◆ ARTICLE:
>> begin

Obviously there are other ways to adjust individual lines in a system at one end or the other but this looks like what the designer/installer chose at the time.

 

Maybe the wires were cut a little short. It's not like these kinds of things don't happen during an install and then stuff gets 'adjusted' to solve a problem. While this is obviously a small LOLER foul-up, it's not like brand new builds never have silly little things that occur. When installing into an established venue, stuff crops up due to things that emerge in the existing building. However, this doesn't mean that new builds go completely to plan on a day to day basis. In fact, with multiple trades still finishing off it can be worse!

 

Total speculation, of course, but a potential way that these mysterious bottle screws exist in system that also uses diverters. Stuff happens on site. Not enough diverters, change of plan, mis-measuring or moving of a lineset, whatever.

>> end

◆ INFORMATION PROVIDED:
>> begin

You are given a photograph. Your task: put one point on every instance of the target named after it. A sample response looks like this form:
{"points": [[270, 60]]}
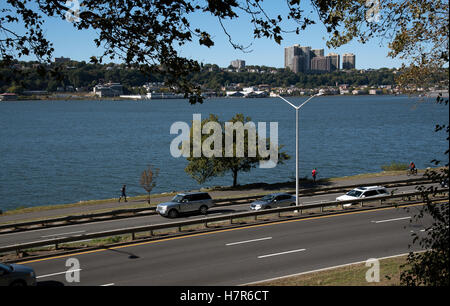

>> end

◆ WHAT TO DO:
1. Please extract a span from the bottle screw passage, beginning at the words "Obviously there are" and stopping after "can be worse!".
2. What on-site events does the bottle screw passage list as possible reasons those screws ended up in a system that also uses diverters?
The data has no role in this work.

◆ ANSWERS TO EACH TASK:
1.
Obviously there are other ways to adjust individual lines in a system at one end or the other but this looks like what the designer/installer chose at the time.

 

Maybe the wires were cut a little short. It's not like these kinds of things don't happen during an install and then stuff gets 'adjusted' to solve a problem. While this is obviously a small LOLER foul-up, it's not like brand new builds never have silly little things that occur. When installing into an established venue, stuff crops up due to things that emerge in the existing building. However, this doesn't mean that new builds go completely to plan on a day to day basis. In fact, with multiple trades still finishing off it can be worse!

2. Not enough diverters, a change of plan, mis-measuring, or moving of a lineset.